__The exercise__
Count the lines in the records below that contain the string "door", matching case exactly, and reply with the number alone.
* START Data section *
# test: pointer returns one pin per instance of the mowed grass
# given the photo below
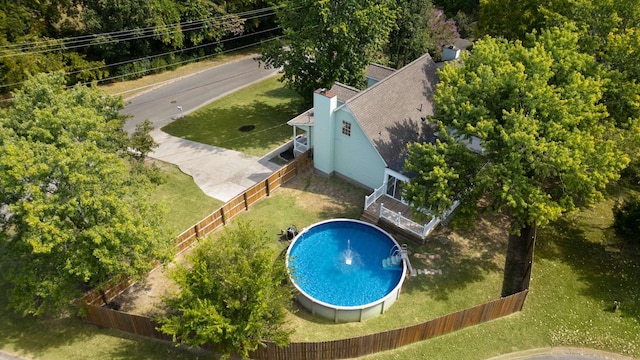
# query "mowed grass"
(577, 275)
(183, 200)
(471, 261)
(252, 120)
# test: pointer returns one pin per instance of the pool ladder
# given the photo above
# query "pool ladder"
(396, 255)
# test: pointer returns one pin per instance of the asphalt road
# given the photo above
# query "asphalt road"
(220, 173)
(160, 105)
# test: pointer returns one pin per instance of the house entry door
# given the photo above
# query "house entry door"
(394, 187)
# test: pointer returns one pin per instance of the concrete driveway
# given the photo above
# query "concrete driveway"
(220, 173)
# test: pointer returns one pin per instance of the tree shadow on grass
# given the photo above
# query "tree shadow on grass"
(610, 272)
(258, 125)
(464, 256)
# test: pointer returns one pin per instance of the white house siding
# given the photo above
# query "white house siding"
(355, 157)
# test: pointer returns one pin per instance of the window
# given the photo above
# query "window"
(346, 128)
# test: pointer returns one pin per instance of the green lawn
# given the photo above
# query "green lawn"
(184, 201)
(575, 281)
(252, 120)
* END Data section *
* START Data section *
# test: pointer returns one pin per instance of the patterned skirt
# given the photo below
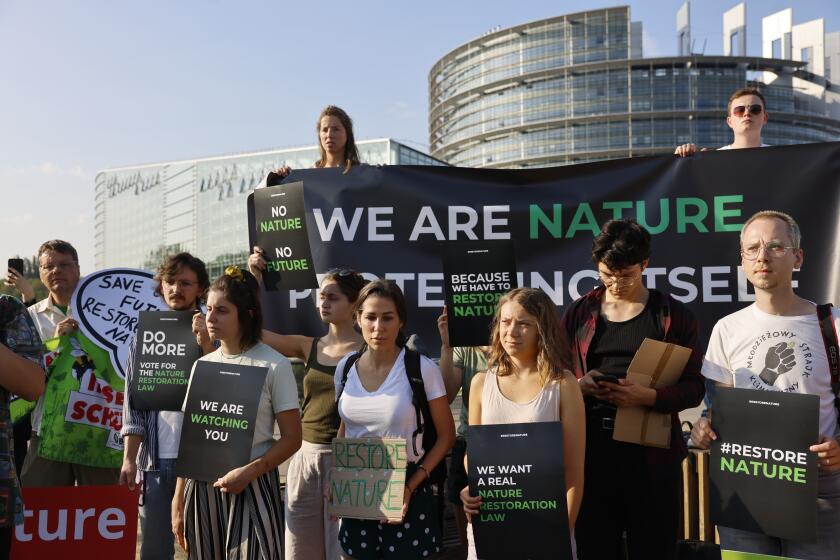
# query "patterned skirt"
* END Data section *
__Task result__
2